* WORK TO DO: Locate each line in the material below that contains the word "flag", and copy every such line in full.

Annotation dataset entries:
#####
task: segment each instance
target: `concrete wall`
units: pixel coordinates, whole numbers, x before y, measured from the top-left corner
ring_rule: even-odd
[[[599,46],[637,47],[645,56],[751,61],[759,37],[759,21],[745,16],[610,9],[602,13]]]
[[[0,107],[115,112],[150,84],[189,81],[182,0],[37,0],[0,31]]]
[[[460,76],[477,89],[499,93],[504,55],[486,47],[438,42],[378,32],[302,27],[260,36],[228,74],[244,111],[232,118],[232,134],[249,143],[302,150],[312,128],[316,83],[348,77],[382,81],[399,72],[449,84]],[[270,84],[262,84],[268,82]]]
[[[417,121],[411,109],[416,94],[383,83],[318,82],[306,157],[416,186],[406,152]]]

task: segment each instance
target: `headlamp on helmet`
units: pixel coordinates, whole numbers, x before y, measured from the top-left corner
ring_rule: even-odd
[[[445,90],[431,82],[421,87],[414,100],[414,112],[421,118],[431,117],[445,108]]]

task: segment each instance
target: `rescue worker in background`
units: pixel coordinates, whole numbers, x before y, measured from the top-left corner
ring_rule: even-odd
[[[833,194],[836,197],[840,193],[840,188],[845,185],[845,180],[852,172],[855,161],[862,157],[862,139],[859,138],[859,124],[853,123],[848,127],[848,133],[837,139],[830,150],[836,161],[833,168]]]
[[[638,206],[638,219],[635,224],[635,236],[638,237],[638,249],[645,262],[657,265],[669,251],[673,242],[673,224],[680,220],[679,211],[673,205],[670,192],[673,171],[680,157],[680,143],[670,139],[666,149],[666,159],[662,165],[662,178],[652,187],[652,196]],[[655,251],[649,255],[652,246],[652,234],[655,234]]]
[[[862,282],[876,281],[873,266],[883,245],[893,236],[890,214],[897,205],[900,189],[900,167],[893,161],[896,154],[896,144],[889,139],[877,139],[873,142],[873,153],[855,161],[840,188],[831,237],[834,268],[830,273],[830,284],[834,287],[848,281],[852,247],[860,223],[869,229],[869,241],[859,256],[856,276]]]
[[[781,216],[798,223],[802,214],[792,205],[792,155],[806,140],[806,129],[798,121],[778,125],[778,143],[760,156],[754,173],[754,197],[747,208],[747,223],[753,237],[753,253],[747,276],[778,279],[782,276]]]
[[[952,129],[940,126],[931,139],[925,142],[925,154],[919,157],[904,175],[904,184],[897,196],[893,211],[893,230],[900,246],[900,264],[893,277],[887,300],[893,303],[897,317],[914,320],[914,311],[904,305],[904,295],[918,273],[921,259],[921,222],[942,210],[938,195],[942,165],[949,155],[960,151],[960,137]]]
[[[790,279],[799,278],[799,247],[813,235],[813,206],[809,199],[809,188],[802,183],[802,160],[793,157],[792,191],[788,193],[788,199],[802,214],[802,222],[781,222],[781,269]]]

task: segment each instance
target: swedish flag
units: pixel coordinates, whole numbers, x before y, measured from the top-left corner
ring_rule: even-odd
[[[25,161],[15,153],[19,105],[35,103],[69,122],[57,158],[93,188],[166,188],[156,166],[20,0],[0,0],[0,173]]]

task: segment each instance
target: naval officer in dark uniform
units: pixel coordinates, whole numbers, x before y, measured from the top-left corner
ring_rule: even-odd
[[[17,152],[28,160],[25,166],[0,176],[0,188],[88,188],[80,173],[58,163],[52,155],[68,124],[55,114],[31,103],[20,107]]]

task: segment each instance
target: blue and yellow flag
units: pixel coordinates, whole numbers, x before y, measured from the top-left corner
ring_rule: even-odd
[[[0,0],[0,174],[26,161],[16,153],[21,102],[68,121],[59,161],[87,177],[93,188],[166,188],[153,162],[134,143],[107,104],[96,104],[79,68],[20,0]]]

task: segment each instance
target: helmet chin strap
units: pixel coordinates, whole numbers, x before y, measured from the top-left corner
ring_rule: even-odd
#####
* EXERCISE ANSWER:
target: swedish flag
target: blue and yellow flag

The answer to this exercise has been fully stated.